Инструкция к заданию:
Верните без изменений каждую строку приведенного ниже списка, в которой встречается слово «roof».
::::
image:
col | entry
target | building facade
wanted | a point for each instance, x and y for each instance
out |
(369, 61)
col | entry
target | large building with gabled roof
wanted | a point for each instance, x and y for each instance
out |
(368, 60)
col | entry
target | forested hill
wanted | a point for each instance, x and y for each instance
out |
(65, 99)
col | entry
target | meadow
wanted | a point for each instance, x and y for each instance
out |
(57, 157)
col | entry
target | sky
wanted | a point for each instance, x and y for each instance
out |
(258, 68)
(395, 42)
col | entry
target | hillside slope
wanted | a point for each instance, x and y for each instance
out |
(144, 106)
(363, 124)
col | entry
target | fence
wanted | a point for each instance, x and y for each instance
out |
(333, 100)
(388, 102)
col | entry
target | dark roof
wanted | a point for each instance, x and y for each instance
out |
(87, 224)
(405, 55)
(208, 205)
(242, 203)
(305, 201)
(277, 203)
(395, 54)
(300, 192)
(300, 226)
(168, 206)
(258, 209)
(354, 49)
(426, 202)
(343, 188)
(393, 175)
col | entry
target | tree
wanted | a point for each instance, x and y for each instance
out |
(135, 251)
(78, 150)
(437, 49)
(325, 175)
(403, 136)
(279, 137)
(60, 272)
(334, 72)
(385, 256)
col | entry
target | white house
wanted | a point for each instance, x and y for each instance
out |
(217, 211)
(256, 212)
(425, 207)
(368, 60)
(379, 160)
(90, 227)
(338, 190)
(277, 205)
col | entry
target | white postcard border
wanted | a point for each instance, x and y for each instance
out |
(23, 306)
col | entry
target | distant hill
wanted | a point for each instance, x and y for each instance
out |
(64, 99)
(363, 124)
::::
Решение задачи:
target | large building with gabled roof
target | dark roof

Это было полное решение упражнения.